**Exercise 1:** According to the gun control column, on what date did the Times editorial opposing use of the no-fly list in gun buyer background checks come out?
**Exercise 2:** Please return the passage of the gun control column starting at "This is one" and ending at "World War I.".

**Excerpted passage:**
This is one of those rare weeks when I find myself in agreement with the Los Angeles Times editorial board.

In observance of this singular event, tonight I’ll be in the backyard with my telescope to see if Halley’s Comet has returned too.

Even more surprising, I find myself in agreement with the Times on the issue of gun control.

I doubt the Times noticed the irony, but their editorial opposing the use of the no–fly list as part of background checks for a gun buyers came out on Dec. 7 — Pearl Harbor Day.

That sneak attack was the culmination of the spectacular failure of government–to–government arms control. The Washington Naval Treaty of 1922 and the London treaties of 1930 and 1936 were all designed to control the growth of naval power among the five allies that won World War I.

World War II proved it didn’t work.

Just as the Democrat’s repeated gun control efforts have failed to control guns or criminal gun users.

In this particular instance the Times and I oppose use of the no–fly list because “The United States doesn’t generally punish or penalize people unless and until they have been charged and convicted of a crime.

"In this case, the government would be infringing on a right guaranteed by the U.S. Constitution — and yes, like it or not, the right to buy a gun is a constitutional right according to the U.S. Supreme Court.”

**Data excerpt:**
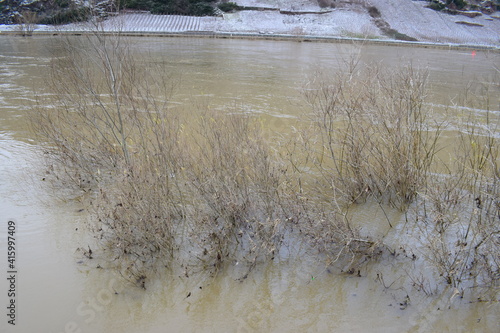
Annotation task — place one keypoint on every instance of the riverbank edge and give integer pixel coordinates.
(265, 36)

**Task response 1:** Dec. 7, Pearl Harbor Day.

**Task response 2:**
This is one of those rare weeks when I find myself in agreement with the Los Angeles Times editorial board.

In observance of this singular event, tonight I’ll be in the backyard with my telescope to see if Halley’s Comet has returned too.

Even more surprising, I find myself in agreement with the Times on the issue of gun control.

I doubt the Times noticed the irony, but their editorial opposing the use of the no–fly list as part of background checks for a gun buyers came out on Dec. 7 — Pearl Harbor Day.

That sneak attack was the culmination of the spectacular failure of government–to–government arms control. The Washington Naval Treaty of 1922 and the London treaties of 1930 and 1936 were all designed to control the growth of naval power among the five allies that won World War I.